What you will do:
How many lines in the records below contain the string "Each"? Case matters. Reply with the number alone.

Listed records:
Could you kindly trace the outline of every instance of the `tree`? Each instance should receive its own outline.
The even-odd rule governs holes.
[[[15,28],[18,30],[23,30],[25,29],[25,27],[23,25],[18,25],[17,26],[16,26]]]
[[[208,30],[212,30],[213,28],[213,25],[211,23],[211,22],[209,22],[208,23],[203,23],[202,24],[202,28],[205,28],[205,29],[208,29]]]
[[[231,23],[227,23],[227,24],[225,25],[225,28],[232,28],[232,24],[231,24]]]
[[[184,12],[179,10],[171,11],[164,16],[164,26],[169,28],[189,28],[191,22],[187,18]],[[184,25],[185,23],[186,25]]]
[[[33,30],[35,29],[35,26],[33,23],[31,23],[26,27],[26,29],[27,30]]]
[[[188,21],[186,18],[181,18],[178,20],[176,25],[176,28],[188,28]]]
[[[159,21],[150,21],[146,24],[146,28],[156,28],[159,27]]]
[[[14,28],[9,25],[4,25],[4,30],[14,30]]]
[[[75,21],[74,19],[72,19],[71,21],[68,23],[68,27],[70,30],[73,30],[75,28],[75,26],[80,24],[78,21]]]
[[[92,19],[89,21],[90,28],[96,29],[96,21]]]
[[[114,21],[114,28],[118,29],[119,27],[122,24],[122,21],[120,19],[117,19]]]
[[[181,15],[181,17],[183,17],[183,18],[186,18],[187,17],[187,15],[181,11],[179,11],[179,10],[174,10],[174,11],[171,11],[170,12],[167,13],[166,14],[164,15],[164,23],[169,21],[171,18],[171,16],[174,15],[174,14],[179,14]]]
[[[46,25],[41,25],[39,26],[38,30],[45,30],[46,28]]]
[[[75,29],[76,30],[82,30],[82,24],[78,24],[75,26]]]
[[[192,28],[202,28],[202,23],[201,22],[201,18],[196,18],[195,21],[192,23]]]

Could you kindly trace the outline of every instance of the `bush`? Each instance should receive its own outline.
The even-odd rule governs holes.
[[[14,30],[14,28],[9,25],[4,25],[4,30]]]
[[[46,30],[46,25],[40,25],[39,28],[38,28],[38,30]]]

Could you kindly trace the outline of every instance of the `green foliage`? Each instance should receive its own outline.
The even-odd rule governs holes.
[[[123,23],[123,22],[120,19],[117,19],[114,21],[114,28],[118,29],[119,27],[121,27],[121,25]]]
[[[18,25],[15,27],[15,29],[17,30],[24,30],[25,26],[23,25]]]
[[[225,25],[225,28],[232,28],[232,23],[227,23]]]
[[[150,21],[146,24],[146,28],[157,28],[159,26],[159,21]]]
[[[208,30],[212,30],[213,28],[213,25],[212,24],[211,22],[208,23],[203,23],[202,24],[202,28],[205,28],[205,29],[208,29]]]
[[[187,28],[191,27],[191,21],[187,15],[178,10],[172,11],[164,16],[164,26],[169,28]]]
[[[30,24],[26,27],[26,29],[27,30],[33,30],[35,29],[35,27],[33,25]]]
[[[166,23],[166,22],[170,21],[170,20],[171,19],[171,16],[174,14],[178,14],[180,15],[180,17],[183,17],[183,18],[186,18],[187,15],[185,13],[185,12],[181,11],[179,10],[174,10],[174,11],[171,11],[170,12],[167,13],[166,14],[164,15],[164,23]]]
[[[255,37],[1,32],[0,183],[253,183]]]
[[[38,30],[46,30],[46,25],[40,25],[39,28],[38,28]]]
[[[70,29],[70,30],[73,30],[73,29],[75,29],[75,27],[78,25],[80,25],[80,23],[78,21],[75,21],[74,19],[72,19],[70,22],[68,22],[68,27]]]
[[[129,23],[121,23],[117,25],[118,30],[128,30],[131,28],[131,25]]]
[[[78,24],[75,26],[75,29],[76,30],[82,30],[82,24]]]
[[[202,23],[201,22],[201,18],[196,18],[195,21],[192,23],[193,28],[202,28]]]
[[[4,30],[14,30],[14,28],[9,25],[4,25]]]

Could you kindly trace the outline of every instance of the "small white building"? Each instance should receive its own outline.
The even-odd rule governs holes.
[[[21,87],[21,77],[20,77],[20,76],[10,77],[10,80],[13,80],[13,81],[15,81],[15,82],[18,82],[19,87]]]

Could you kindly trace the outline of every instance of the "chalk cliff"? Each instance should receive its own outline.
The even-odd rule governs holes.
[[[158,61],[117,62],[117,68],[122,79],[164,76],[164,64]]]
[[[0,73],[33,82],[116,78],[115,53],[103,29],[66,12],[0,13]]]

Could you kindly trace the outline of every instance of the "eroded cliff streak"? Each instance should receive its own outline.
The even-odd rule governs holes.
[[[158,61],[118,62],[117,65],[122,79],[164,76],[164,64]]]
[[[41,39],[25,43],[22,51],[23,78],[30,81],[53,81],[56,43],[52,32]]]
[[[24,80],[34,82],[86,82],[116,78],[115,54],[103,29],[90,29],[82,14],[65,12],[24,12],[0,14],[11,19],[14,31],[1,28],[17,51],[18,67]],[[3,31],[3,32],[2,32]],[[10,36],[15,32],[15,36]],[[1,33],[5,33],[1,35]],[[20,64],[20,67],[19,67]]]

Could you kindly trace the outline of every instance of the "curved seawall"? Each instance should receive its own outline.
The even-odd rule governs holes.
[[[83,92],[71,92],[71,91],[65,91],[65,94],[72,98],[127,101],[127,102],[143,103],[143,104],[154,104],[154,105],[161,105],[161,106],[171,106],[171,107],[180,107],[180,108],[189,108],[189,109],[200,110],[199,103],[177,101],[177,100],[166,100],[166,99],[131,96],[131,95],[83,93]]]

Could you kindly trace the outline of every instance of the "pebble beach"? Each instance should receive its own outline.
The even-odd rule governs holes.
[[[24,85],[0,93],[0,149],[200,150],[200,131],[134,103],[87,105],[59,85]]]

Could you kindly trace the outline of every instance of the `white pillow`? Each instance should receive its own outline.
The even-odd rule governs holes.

Solution to this exercise:
9